→ Extrait:
────────
Taride, l'éditeur roi des cartes et des globes, des guides, le fidèle compagnon du voyageur et de l'automobiliste des premiers âges... Taride a aussi publié une série de fascicules photographiques « Notre Belle France », douze pages de clichés dont dix pleine page. Et l'éditeur les a reproduits soigneusement ces souvenirs sur papier glacé, léger mais solide. Des monuments, classiques et moins intéressants, mais aussi des instantanés animés de la vie d'autrefois, de l'architecture monumentale quand les cités n'étaient encore que l'esquisse de ce qu'elles allaient devenir aujourd'hui.
Les fascicules ne sont pas datés, l'information n'est pas disponible sur la toile, mais un gros cuirassé au nom étonnant, le "Suffren" me paraissait prometteur. Gagné ! il eut une courte et violente carrière, ce terrible bâtiment de la classe Charlemagne (je ne sais pas trop ce que cela veut dire, mais le terme est classe, c'est le cas de le dire). Mis à l'eau en 1899, il est torpillé par un sous-marin allemand le 26 novembre 1916 et coule avec ses 648 membres d'équipage, au large de Lisbonne. RIP tous ces hommes disparus loin des tranchées, ils furent noyés en quelques secondes d'après la notice wikipédia.
────────
→ Données enregistrées:

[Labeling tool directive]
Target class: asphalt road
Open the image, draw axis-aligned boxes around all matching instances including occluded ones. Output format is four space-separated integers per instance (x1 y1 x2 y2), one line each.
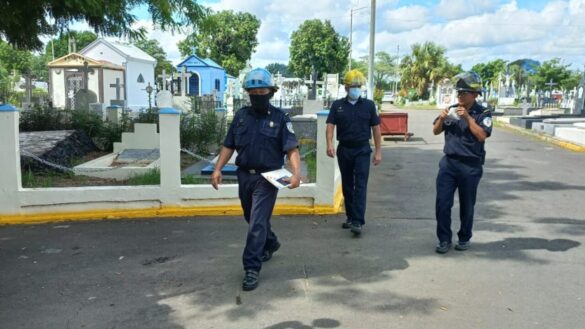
────────
→ Tâche à réaliser: Reprenez, s'il vous plaît, le texte sur les fascicules photographiques de Taride et poursuivez-le à partir de sa dernière phrase. Le matériel ci-dessus ne vous sera d'aucune utilité.

→ Résultat de la tâche:
« Le cuirassé SUFFREN commandé par le Capitaine de vaisseau GUEPIN et se rendant de Gibraltar à Lorient a été coulé le 26 novembre 1916, vers 8 ou 9 heures du matin, à 90 milles à l’ouest des Berlingues, par un sous-marin ennemi qui réussit à s’approcher de lui en plongée sans être aperçu. Une explosion formidable se produisit qui laisse croire que la torpille a touché une soute à munitions. Vers 10 heures du matin, un cargo anglais passant sur les lieux du sinistre n’a rencontré que de nombreuses épaves. Aucun des membres de l’équipage du SUFFREN n’a survécu à cette catastrophe. »
in Guerre 14/18 - Citations Marines de Gilbert Delannoy (Lulu éditions)
Légende de la photo :
TOULON. — DEPART DU CUIRASSE « LE SUFFREN » Ph. A. Bougault. Toulon.
Le cuirassé Suffren est l'une des plus belles unités de notre flotte. I1 déplace 12.750 tonnes, mesure 126 mètres de long sur 21 mètres de large, est actionné par 3 machines de 16.200 chevaux. Son armement se compose de quatre canons de 3o5 millimètres en tourelles avant et arrière, 10 pièces de 164 millimètres, 8 pièces de 100 millimètres et 22 pièces de 47 millimètres complètent sa formidable artillerie. A l'avant 2 tubes sous-marins lance-torpilles. Vitesse : 18 nœuds à l’heure.
L'auteur du cliché est l'un des deux Alexandre Bougault (1851-1911 et 1875-1950), père et fils, renommés pour leur talent de photographes de la Marine. (pour les curieux : Net Marine)
À présent que les photographies ont trouvé leur place chronologique dans l'Histoire, les tout débuts du XXe siècle, c'est une balade, un voyage dans le temps guère lointain, il y a un peu plus de cent ans, que je propose à l'amateur.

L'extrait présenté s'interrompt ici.